● DIRECTION: Please copy out the items below, substituting "pixel positions" for "pixel coordinates" everywhere it appears and leaving everything else unchanged. Omit the pictures from your copy.

● Data entries:
┌──

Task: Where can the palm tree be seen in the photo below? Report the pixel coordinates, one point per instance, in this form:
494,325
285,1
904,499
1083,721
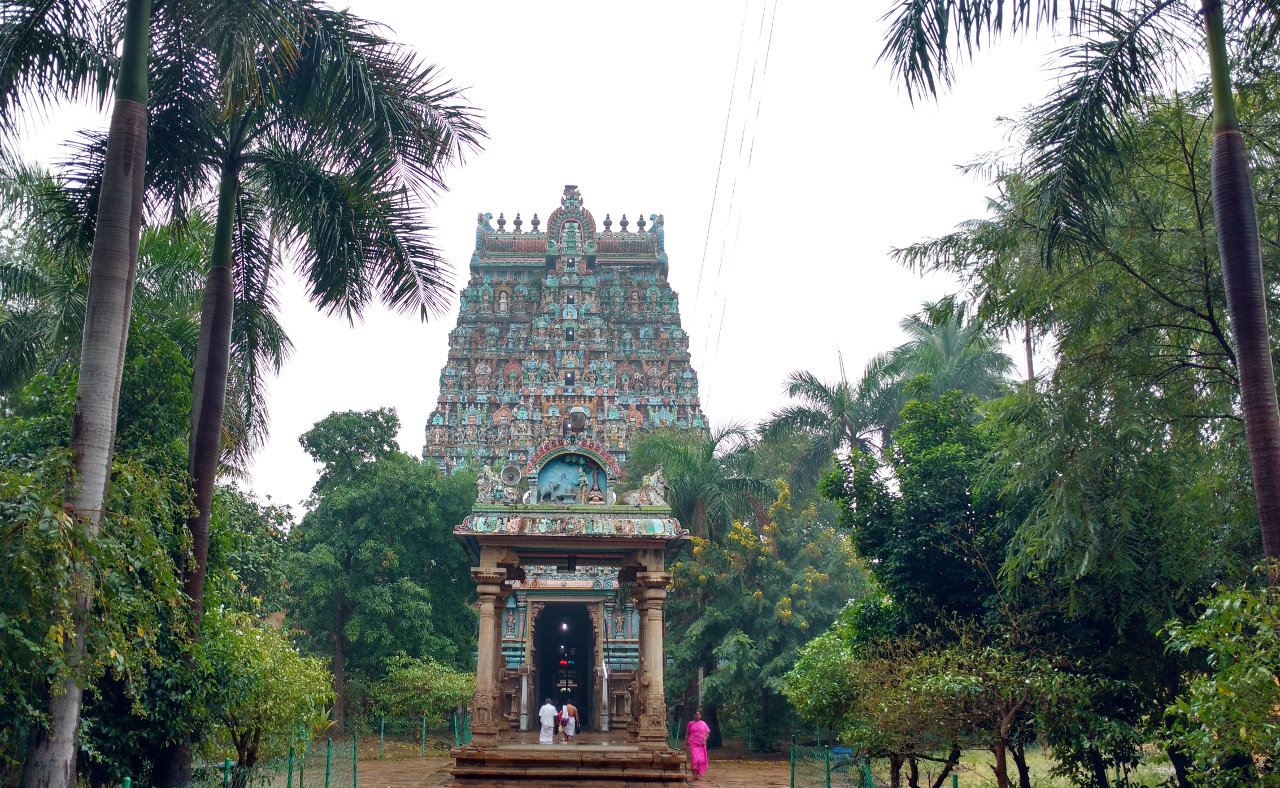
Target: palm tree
321,140
44,285
708,476
51,49
832,418
959,353
1121,53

└──

● RESPONSE TO THIS EXERCISE:
Task: Where can the palm tree be seen in the photo below? Report the pixel positions, one point per instance, in this form:
494,325
285,1
904,499
1083,721
Target: palm tree
321,140
44,285
708,476
51,49
832,418
959,353
1121,53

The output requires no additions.